PROMPT: The lines below must be transcribed exactly as given, with the images removed.

RECORD EXCERPTS:

# # #

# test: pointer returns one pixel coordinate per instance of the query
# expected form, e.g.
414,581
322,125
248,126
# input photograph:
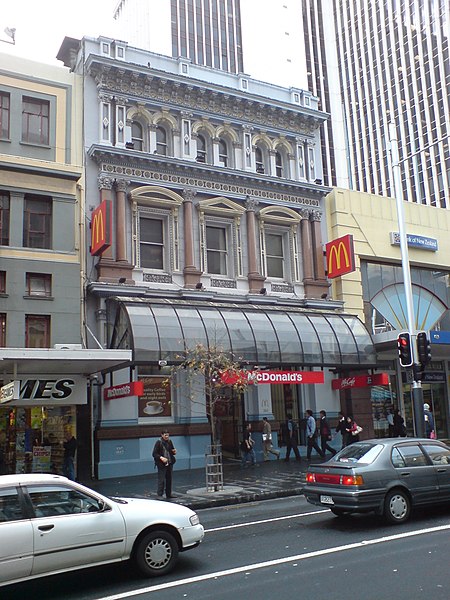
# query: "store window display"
32,438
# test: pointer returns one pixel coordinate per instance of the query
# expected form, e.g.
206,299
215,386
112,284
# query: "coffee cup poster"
155,401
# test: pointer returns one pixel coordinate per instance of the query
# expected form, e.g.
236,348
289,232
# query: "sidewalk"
273,479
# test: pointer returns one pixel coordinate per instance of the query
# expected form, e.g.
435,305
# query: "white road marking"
273,563
249,523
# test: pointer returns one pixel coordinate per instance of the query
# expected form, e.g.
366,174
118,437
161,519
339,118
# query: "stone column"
255,279
121,219
191,273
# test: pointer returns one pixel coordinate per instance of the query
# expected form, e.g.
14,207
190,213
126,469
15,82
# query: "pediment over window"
221,206
155,195
279,214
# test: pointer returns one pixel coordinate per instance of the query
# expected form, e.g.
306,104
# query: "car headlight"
194,520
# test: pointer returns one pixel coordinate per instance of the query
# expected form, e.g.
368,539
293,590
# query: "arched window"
279,167
223,153
259,160
161,141
137,136
201,149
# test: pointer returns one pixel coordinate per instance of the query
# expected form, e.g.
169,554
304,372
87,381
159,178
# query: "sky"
41,25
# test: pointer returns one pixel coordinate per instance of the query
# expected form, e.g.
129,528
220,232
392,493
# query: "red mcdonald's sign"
360,381
340,256
101,228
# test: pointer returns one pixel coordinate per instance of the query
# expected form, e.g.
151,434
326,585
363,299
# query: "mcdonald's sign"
340,256
101,228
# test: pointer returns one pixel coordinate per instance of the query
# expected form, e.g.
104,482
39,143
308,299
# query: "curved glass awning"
256,334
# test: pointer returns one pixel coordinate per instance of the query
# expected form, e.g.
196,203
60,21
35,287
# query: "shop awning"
55,361
160,330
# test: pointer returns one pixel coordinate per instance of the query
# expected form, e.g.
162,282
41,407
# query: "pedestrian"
429,422
70,448
248,453
399,424
311,432
291,439
353,430
164,455
390,420
267,441
341,428
325,434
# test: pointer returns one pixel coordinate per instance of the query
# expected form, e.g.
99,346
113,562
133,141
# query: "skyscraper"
206,31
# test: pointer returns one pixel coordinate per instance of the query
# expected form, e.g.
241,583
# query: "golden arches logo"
340,257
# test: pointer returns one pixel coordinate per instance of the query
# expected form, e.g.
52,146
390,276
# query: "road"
281,548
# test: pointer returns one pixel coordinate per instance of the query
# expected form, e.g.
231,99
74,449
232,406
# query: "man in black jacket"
164,455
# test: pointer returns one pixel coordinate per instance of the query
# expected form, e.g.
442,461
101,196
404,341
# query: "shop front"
261,337
43,395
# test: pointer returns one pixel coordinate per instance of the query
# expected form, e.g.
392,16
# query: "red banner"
134,388
360,381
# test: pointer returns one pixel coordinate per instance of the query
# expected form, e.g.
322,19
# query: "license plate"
326,500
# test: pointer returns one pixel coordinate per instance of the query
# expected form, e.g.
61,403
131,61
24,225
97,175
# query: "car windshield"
359,453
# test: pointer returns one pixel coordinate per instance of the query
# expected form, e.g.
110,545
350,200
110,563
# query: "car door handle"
45,527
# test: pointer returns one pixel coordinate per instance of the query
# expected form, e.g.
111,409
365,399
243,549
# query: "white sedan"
50,525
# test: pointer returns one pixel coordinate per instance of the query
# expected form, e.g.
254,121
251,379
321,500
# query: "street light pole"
417,391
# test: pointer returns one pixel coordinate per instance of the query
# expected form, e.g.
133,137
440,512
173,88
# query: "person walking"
341,428
164,455
291,439
267,441
70,448
325,434
248,453
399,424
353,430
429,422
311,435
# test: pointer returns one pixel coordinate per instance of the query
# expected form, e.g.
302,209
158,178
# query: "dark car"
385,476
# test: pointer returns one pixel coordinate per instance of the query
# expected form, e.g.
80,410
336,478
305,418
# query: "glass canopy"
256,334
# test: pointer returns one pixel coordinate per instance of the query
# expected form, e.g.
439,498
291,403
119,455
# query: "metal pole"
417,392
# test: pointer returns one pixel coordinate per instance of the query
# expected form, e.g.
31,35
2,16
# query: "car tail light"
352,480
334,479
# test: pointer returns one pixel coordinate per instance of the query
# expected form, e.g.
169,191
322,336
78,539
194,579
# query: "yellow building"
375,292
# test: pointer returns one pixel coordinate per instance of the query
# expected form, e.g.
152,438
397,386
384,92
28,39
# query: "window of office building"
4,219
38,284
37,331
4,115
151,243
35,121
37,222
216,250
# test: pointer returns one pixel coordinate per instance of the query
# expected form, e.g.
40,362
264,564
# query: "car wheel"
156,553
397,506
340,512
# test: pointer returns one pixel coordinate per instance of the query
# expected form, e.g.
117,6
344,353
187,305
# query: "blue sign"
415,241
440,337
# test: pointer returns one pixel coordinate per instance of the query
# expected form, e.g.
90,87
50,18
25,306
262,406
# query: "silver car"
387,476
50,525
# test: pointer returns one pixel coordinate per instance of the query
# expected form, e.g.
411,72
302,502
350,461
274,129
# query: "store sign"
134,388
9,392
51,391
340,256
360,381
415,241
101,228
285,377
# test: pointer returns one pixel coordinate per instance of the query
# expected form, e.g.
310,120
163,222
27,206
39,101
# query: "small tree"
220,370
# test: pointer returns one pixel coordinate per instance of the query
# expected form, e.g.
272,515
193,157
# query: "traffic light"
423,348
404,349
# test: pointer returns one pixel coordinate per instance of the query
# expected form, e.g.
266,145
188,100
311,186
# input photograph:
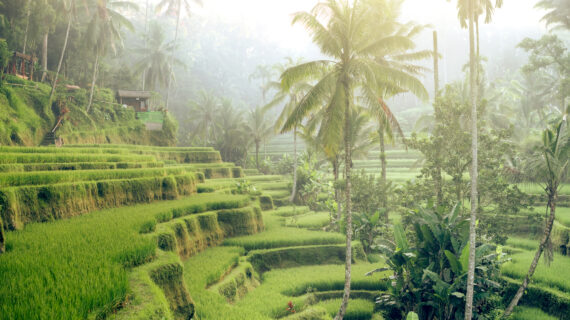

# # #

COMPLETED TASK:
# test: pointer returns one pixel coordinate per instance of the query
# expected form, e.g.
414,581
322,125
248,126
# input photograph:
# query: "store window display"
32,438
# test: pointer returns one pixel coordinate per instance of the query
# expected form, e.g.
206,299
215,386
112,284
# query: "coffee cup poster"
155,401
# test: pointer returns one pixel coordinate per instance of the query
# expected form, e.g.
236,348
289,232
# query: "sidewalk"
273,479
# test: pointer returns one pixel coordinate per instance of the query
# expected form, e.g.
435,305
# query: "white road marking"
273,563
249,523
# test: pointer returns one pixel coordinate per instance of the query
# expected form, e.g.
366,174
118,437
161,519
339,118
# query: "stone column"
255,279
121,219
191,273
# test: pointer returns one pixel coordinate per instance of the query
# expected form, e.g.
14,207
190,213
126,469
15,82
# query: "pediment over window"
221,206
155,195
279,214
# test: pointer returns one pixel coordinate per instance of the query
# expected form, e.g.
306,104
# query: "car headlight"
194,520
# test: pointer returns one pixel coordinate per instance of the query
# expected form, e.g.
368,539
293,590
# query: "arched window"
279,167
223,153
259,160
161,141
137,136
201,149
# test: pointer returns one pixel coordinate per instance of the query
# expected form, e.g.
169,554
304,372
87,381
159,178
# query: "sky"
41,25
# test: pointer returns one pixel coordinate per instance of the query
# expected form, e.g.
129,528
220,232
392,493
# query: "red mcdonald's sign"
360,381
340,256
101,228
# test: pointer returns one pixel coordinate per instance of the query
# expected form, e.g.
151,434
326,585
363,299
# query: "mcdonald's sign"
340,256
101,228
# test: pointer returns one pixel coordinate per instance of the query
# expected form, e.g.
104,482
39,143
308,299
# query: "curved glass awning"
256,334
# test: pointer returns one pixel coordinate per instance of the query
# expected form, e.g.
196,203
60,21
35,287
# query: "shop awning"
55,361
160,330
# test: pointer returns one pixel coordinate per instance of the query
# expected form, e.g.
162,282
41,407
# query: "pedestrian"
429,422
70,448
248,453
399,424
311,432
291,439
353,430
164,455
390,420
267,441
341,428
325,434
# test: pointer returns one pixel coordinate per instance of the query
# expected form, e.g.
99,346
113,562
133,141
# query: "skyscraper"
206,31
# test: pointer returns one pixel coordinate per instance of the query
# expected form, e.g.
241,583
# query: "golden arches logo"
340,257
# test: pointer returns one pixel coordinate per instance of the query
# expected form, e.g.
52,146
390,276
# query: "road"
281,548
# test: pointer returns one pixel coordinate per instance of the query
# expected form, e.g.
231,99
74,449
232,406
# query: "man in black jacket"
164,455
# test: pointer returns one pixel coordinate per instance of the query
# expected form, e.g.
442,461
101,196
404,341
# query: "shop front"
261,337
43,395
# test: pointer returns one pixel coordinate per instance of the query
# expected form, e.g.
392,16
# query: "red banner"
134,388
360,381
# test: pointer returns one pixel coordinate per instance of the query
# expected form, e.g.
322,19
# query: "license plate"
326,500
# test: pointer returns one pixel coordinate per instance of the query
# expected form, e.g.
61,403
131,61
24,225
97,175
# query: "car windshield"
359,453
# test: pointer returns one pixel coordinate per instance of the query
# expected form, e.g.
110,545
350,200
110,563
# query: "car door handle"
45,527
# test: pointer returns one pixel coordinate per instance of the query
# expected form, e.g.
111,409
365,399
243,549
# query: "white sedan"
50,525
# test: pointer returns one pixel coordinate per instance of the query
# expected form, e.g.
254,121
251,379
321,500
# query: "street light pole"
417,391
# test: pointer returns one pixel coordinate per instance of the query
# expected form, e.g.
133,137
440,512
173,88
# query: "person walking"
341,428
164,455
291,439
267,441
70,448
325,434
248,453
399,424
353,430
429,422
311,435
# test: pointer returns one pixel coordinate per instance of the query
# expected form, e.g.
302,209
158,178
# query: "dark car"
385,476
# test: pointer returns one pixel coordinate per instance of the query
# expected form, e.g.
80,410
336,478
305,418
# query: "glass canopy"
256,334
# test: pointer returns one pixel coordinate per instance of the query
# expected form, e.g.
439,498
291,403
119,455
# query: "metal pole"
417,392
# test: pointer returns one pixel coordinate per instance of the query
# expected form, e.g.
31,35
2,16
# query: "car tail light"
352,480
334,479
# test: pointer returns one pixel coordinate per instance of the query
# expected form, e.g.
169,191
322,336
78,539
194,579
# query: "yellow building"
375,292
# test: pointer returns one pixel coordinate per instance of the query
# expected form, e.g.
152,438
397,386
384,92
28,39
# query: "window of office building"
4,219
38,284
37,331
4,115
151,243
35,121
37,222
216,250
# test: pointer returns one pixel coordinate per instance of the query
# expected form, e.g.
40,362
264,564
# query: "car wheel"
156,553
397,506
340,512
# test: pointer returns one pixel coordinate per instance of the query
# expected form, e.g.
117,6
344,353
187,305
# query: "blue sign"
415,241
440,337
# test: pointer returns one pixel coordinate per instance of the query
# expected form, e.g.
90,87
50,18
25,306
262,406
# query: "silver car"
387,476
50,525
# test: pointer returns one pixel coordinate per instance of the query
# expected form, e.g.
411,72
302,502
350,461
274,129
# query: "store sign"
134,388
9,392
51,391
340,256
360,381
415,241
101,228
285,377
# test: pointer returns one pixel coordinate per instance of the query
# expected form, e.g.
310,120
163,222
27,206
39,101
# query: "small tree"
220,370
# test: pointer returns one pixel coordinate per instance of the query
# expected form, e.g.
272,515
193,157
# query: "traffic light"
423,348
404,349
# test: pointer returns one pixel coordinate per instance of the query
# expected form, e.g.
266,145
188,100
311,186
# input photograph:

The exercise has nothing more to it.